_Work item_. Give back exactly the stretch of data below from the line holding "heyyy can you locate every silver" through the line holding "heyyy can you locate every tree", both ends included, and leave the remaining lines out.

Source records: Begin

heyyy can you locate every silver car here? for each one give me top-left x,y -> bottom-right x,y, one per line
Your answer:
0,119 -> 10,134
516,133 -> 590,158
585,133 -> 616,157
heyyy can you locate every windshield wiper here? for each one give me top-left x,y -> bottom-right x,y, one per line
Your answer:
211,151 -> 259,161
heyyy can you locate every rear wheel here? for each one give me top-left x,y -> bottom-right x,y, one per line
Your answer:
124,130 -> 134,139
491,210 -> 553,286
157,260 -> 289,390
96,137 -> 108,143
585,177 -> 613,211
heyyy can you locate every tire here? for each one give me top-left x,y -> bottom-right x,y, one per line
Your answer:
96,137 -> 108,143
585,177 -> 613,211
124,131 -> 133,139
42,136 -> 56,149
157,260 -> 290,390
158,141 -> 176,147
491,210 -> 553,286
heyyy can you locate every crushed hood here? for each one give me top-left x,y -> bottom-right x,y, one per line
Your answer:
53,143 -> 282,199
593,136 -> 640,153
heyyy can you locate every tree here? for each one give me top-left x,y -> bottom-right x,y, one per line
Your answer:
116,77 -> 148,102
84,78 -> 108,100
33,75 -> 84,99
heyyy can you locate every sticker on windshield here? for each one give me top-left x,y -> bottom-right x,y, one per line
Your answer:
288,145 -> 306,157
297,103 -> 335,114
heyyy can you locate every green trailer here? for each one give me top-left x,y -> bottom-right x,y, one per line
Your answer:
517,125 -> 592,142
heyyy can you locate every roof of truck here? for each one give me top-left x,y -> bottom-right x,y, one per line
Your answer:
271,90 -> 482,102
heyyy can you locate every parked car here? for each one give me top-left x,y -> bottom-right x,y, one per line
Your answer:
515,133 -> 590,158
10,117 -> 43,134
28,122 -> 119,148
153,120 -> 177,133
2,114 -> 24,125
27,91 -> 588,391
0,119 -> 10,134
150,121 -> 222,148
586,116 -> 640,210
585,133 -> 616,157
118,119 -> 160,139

Source records: End
Source records: Begin

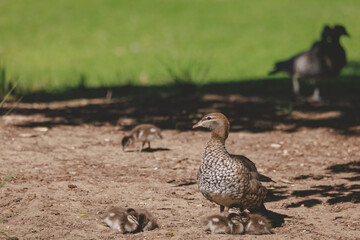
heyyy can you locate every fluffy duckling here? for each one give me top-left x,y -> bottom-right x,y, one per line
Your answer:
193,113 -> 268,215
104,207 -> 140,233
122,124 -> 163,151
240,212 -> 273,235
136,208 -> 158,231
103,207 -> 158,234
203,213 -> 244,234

Source records: End

_Exercise answer_.
heyyy can you locate every silver car here? for each one give me top-left x,y -> bottom-right x,y, one per line
Your answer:
0,119 -> 10,134
516,133 -> 590,158
585,133 -> 616,157
heyyy can you locate every windshield wiper here? for each one give me top-left x,y -> bottom-right x,y, one per line
Your answer:
211,151 -> 259,161
heyyy can you locate every rear wheel here? for each one give me top-left x,y -> bottom-right x,y, one per line
Your answer:
124,130 -> 134,139
491,210 -> 553,286
157,260 -> 289,390
96,137 -> 108,143
585,177 -> 613,211
heyyy can you locate every tire here? for each one give me top-left x,y -> bottom-right x,y, one per line
Your answer:
96,137 -> 108,143
585,177 -> 613,211
124,131 -> 133,139
42,136 -> 56,149
157,260 -> 290,390
158,141 -> 176,147
491,210 -> 553,286
heyyy can you locate every crushed hood here? for each one give me top-left x,y -> bottom-right x,y, one per line
Your answer:
53,143 -> 282,199
593,136 -> 640,153
heyyy can you locate every tree here? for each one give me top-left x,y -> bottom-right x,y, one per line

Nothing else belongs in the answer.